<<<<
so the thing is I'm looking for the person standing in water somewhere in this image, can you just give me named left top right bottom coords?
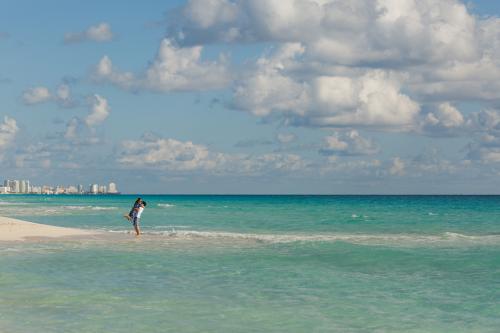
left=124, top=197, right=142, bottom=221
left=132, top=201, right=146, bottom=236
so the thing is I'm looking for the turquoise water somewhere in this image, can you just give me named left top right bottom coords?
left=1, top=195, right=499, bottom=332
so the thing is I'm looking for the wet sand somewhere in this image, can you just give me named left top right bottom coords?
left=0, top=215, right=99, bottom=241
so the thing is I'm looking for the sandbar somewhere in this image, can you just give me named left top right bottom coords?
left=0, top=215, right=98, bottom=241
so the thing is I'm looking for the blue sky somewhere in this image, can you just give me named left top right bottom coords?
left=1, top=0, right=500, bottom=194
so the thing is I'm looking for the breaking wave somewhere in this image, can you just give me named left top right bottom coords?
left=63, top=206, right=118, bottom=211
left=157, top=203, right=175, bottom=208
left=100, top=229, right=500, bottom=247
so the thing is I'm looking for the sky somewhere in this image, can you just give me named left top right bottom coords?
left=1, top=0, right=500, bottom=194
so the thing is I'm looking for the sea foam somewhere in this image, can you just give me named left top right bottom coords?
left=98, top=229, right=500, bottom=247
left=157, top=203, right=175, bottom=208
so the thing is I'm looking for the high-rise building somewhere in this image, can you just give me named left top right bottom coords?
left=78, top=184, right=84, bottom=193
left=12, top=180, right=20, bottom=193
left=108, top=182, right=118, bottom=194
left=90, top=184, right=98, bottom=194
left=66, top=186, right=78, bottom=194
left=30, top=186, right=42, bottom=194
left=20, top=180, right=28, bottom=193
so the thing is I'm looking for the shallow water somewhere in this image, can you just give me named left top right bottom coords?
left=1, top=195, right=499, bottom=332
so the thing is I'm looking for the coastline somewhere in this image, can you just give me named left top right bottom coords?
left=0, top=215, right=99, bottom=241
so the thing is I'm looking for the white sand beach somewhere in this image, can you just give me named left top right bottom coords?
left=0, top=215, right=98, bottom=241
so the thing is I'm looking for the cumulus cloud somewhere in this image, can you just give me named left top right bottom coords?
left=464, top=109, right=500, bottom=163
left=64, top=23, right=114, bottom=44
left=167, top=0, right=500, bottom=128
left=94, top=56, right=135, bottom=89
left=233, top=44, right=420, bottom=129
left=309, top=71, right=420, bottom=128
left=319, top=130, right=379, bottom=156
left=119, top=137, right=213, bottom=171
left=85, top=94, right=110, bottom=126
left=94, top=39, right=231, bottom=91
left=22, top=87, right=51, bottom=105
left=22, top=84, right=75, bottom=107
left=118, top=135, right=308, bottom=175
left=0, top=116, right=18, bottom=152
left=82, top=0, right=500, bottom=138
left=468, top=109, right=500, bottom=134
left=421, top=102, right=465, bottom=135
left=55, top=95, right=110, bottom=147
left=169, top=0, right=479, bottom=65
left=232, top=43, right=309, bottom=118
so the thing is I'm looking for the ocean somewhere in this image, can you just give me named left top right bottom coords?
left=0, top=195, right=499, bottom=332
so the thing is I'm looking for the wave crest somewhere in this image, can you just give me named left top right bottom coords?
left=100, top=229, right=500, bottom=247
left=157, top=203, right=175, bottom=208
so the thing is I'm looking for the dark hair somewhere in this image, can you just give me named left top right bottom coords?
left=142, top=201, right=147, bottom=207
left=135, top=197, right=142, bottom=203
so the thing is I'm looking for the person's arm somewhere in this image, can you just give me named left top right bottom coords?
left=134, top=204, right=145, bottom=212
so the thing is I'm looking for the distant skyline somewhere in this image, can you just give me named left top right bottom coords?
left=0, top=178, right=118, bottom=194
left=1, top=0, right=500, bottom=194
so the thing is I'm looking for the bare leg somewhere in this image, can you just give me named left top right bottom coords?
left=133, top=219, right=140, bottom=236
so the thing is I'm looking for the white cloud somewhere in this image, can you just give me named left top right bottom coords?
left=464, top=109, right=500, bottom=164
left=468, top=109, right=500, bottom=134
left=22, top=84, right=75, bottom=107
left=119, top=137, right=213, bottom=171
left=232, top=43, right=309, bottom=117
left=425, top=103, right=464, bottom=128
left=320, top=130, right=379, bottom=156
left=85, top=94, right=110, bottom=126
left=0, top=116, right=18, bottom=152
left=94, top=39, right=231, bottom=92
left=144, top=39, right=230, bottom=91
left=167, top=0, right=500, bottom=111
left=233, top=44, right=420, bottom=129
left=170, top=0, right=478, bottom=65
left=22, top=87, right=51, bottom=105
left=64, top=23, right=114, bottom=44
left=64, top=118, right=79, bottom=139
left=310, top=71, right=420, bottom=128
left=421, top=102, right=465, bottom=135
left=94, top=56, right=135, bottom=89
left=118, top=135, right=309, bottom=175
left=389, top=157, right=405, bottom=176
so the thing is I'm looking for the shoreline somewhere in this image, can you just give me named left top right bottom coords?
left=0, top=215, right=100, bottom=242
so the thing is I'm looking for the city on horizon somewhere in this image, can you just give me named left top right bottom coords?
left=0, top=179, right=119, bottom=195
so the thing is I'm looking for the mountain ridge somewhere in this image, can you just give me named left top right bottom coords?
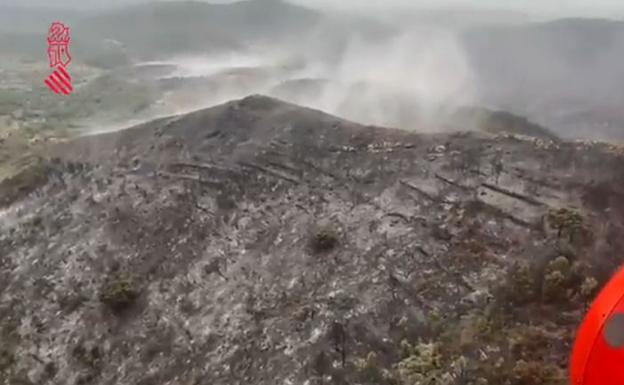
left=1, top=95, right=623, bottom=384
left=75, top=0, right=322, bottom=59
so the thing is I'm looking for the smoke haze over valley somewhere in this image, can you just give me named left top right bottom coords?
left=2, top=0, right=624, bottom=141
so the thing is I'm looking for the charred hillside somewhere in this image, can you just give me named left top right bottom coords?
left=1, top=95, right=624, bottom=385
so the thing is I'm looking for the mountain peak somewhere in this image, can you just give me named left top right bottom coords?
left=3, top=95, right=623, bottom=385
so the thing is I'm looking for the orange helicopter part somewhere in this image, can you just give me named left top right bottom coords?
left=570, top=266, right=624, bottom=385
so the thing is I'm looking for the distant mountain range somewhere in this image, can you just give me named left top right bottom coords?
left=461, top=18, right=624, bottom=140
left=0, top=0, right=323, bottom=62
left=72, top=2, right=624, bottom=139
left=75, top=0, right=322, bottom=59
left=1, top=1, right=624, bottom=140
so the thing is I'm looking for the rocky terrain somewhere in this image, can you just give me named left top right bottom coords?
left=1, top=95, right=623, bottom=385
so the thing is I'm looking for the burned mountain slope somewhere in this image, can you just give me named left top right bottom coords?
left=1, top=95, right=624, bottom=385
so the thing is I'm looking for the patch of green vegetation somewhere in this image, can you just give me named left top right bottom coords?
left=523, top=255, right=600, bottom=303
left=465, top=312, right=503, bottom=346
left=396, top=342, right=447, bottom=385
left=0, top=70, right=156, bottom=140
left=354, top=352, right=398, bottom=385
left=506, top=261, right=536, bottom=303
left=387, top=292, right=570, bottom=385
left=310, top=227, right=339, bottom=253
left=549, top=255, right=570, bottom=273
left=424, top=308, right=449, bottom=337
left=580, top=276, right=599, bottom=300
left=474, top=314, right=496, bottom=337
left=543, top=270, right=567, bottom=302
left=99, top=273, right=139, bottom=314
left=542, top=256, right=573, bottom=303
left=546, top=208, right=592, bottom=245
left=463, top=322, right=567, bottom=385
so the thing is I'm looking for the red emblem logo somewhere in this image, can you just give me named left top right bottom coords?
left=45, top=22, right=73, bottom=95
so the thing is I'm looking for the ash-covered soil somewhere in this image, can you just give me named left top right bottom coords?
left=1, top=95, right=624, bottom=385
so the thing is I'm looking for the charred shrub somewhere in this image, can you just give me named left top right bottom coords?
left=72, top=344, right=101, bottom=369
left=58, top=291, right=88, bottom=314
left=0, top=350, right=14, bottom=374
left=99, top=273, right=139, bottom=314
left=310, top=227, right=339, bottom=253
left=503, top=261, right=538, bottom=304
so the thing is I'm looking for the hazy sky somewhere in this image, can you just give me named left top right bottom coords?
>>>>
HOW TO COMPLETE THIS TASK: Could you write out the whole listing exactly, dropping the pictures?

TASK RESPONSE:
so the thing is I'm looking for the person standing in water somewhere in this image, can you just give me named left top right bottom coords?
left=124, top=197, right=142, bottom=221
left=132, top=201, right=146, bottom=236
so the thing is I'm looking for the turquoise water somewhere in this image, can you just give me named left top right bottom coords?
left=1, top=195, right=499, bottom=332
so the thing is I'm looking for the wet sand somewhere in this image, can you just give me named left top right bottom coords?
left=0, top=215, right=99, bottom=241
so the thing is I'm looking for the sandbar somewhere in this image, can you just give me named left top right bottom coords?
left=0, top=215, right=98, bottom=241
so the thing is I'm looking for the blue sky somewhere in this image, can you just give me named left top right bottom coords?
left=1, top=0, right=500, bottom=194
so the thing is I'm looking for the breaking wave somewhere in this image, can you just give me named left top right bottom coords?
left=63, top=206, right=118, bottom=211
left=157, top=203, right=175, bottom=208
left=100, top=229, right=500, bottom=247
so the thing is I'm looking for the sky somewhere in this image, can you just give me named left top right bottom coords?
left=1, top=0, right=500, bottom=194
so the thing is I'm looking for the sea foam somewhere in this image, can you just give me named left top right bottom coords?
left=98, top=229, right=500, bottom=247
left=157, top=203, right=175, bottom=208
so the thing is I'm looking for the high-rise building somewhere in this image, can you just give me named left top right bottom coords?
left=78, top=184, right=84, bottom=193
left=12, top=180, right=20, bottom=193
left=108, top=182, right=118, bottom=194
left=90, top=184, right=98, bottom=194
left=66, top=186, right=78, bottom=194
left=30, top=186, right=42, bottom=194
left=20, top=180, right=28, bottom=193
so the thing is I'm looking for the shallow water somewhere in this image, can you just give me named left top right bottom coords?
left=1, top=195, right=499, bottom=332
so the thing is I'm looking for the coastline somewhere in this image, can you just give me named left top right bottom coords?
left=0, top=215, right=99, bottom=241
so the thing is I'm looking for the white sand beach somewhere in this image, can you just give me named left top right bottom coords?
left=0, top=215, right=98, bottom=241
so the thing is I'm looking for the cumulus cloud somewhere in this image, can you just give me named left top right bottom coords?
left=464, top=109, right=500, bottom=163
left=64, top=23, right=114, bottom=44
left=167, top=0, right=500, bottom=128
left=94, top=56, right=135, bottom=89
left=233, top=44, right=420, bottom=129
left=309, top=71, right=420, bottom=128
left=319, top=130, right=379, bottom=156
left=119, top=137, right=213, bottom=171
left=85, top=94, right=110, bottom=126
left=94, top=39, right=231, bottom=91
left=22, top=87, right=51, bottom=105
left=22, top=84, right=75, bottom=107
left=118, top=135, right=308, bottom=175
left=0, top=116, right=18, bottom=152
left=82, top=0, right=500, bottom=138
left=468, top=109, right=500, bottom=134
left=421, top=102, right=465, bottom=135
left=55, top=95, right=110, bottom=147
left=169, top=0, right=479, bottom=65
left=232, top=43, right=309, bottom=118
so the thing is I'm looking for the ocean somewhere in this image, can you just give me named left top right bottom coords?
left=0, top=195, right=499, bottom=332
so the thing is I'm looking for the wave crest somewhere in this image, can you just give me named left top right bottom coords?
left=100, top=229, right=500, bottom=247
left=157, top=203, right=175, bottom=208
so the thing is I'm looking for the dark hair somewhere in this image, can you just give me named left top right bottom coords?
left=142, top=201, right=147, bottom=207
left=135, top=197, right=142, bottom=203
so the thing is I'm looking for the person's arm somewhere in this image, can you just give me named left top right bottom coords?
left=134, top=204, right=145, bottom=212
so the thing is I'm looking for the distant skyline somewhere in this image, can you just give me named left top right bottom coords?
left=0, top=178, right=118, bottom=194
left=1, top=0, right=500, bottom=194
so the thing is I'm looking for the bare leg somewhere in this image, can you just give me named left top right bottom coords?
left=133, top=219, right=140, bottom=236
so the thing is I'm looking for the white cloud somewhere in this image, can you just give me named left top right bottom coords?
left=464, top=109, right=500, bottom=164
left=468, top=109, right=500, bottom=134
left=22, top=84, right=75, bottom=107
left=119, top=137, right=213, bottom=171
left=232, top=43, right=309, bottom=117
left=425, top=103, right=464, bottom=128
left=320, top=130, right=379, bottom=156
left=85, top=94, right=110, bottom=126
left=0, top=116, right=18, bottom=152
left=94, top=39, right=231, bottom=92
left=144, top=39, right=230, bottom=91
left=167, top=0, right=500, bottom=111
left=233, top=44, right=420, bottom=129
left=170, top=0, right=478, bottom=65
left=22, top=87, right=51, bottom=105
left=64, top=23, right=114, bottom=44
left=64, top=118, right=79, bottom=139
left=310, top=71, right=420, bottom=128
left=421, top=102, right=465, bottom=135
left=94, top=56, right=135, bottom=89
left=118, top=135, right=309, bottom=175
left=389, top=157, right=405, bottom=176
so the thing is I'm looking for the shoreline somewhere in this image, can you just give me named left top right bottom coords?
left=0, top=215, right=100, bottom=242
so the thing is I'm looking for the city on horizon somewhere in this image, can you just give me named left top right bottom coords?
left=0, top=179, right=119, bottom=195
so the thing is I'm looking for the mountain ridge somewhere in this image, can you just give me named left top right bottom coords?
left=1, top=95, right=623, bottom=384
left=75, top=0, right=322, bottom=59
so the thing is I'm looking for the smoke haze over valley somewhere in this image, can you just give me named left top right bottom coords?
left=2, top=0, right=624, bottom=141
so the thing is I'm looking for the charred hillside somewhere in this image, can you just give me named left top right bottom coords?
left=1, top=95, right=624, bottom=385
so the thing is I'm looking for the mountain peak somewhere in this image, can you just give me named left top right bottom coords?
left=3, top=95, right=623, bottom=385
so the thing is I'm looking for the orange helicopter part somewhere in this image, can you just give me named left top right bottom coords?
left=570, top=266, right=624, bottom=385
so the thing is I'm looking for the distant mountain range somewhere in this image, can you just give me named left top right bottom coords?
left=461, top=18, right=624, bottom=140
left=0, top=0, right=323, bottom=62
left=72, top=2, right=624, bottom=139
left=75, top=0, right=322, bottom=59
left=1, top=1, right=624, bottom=140
so the thing is I'm looking for the rocky terrain somewhere in this image, can you just give me named left top right bottom coords?
left=1, top=95, right=623, bottom=385
so the thing is I'm looking for the burned mountain slope somewhere in this image, can you just give me named left top right bottom coords?
left=1, top=95, right=624, bottom=385
so the thing is I'm looking for the patch of green vegetation somewhere in this image, can you just give me named left top right bottom coords?
left=523, top=255, right=600, bottom=303
left=465, top=312, right=503, bottom=346
left=396, top=342, right=447, bottom=385
left=0, top=70, right=156, bottom=140
left=354, top=352, right=398, bottom=385
left=506, top=261, right=536, bottom=303
left=387, top=292, right=570, bottom=385
left=310, top=227, right=339, bottom=253
left=549, top=255, right=570, bottom=273
left=424, top=308, right=449, bottom=337
left=580, top=276, right=599, bottom=300
left=474, top=314, right=496, bottom=337
left=543, top=270, right=567, bottom=302
left=99, top=273, right=139, bottom=314
left=542, top=256, right=573, bottom=303
left=546, top=208, right=592, bottom=245
left=463, top=322, right=567, bottom=385
so the thing is I'm looking for the red emblem logo somewhere in this image, can you just give me named left top right bottom coords?
left=45, top=22, right=73, bottom=95
so the thing is I'm looking for the ash-covered soil somewhere in this image, can you just give me named left top right bottom coords?
left=1, top=95, right=624, bottom=385
so the thing is I'm looking for the charred shrub somewhere in this image, can you just give me named left top right bottom coords?
left=72, top=344, right=101, bottom=369
left=58, top=291, right=88, bottom=314
left=0, top=350, right=14, bottom=374
left=99, top=273, right=139, bottom=314
left=310, top=227, right=339, bottom=253
left=503, top=261, right=538, bottom=304
so the thing is I'm looking for the hazy sky somewhere in this image, can you just give me named left top right bottom coords?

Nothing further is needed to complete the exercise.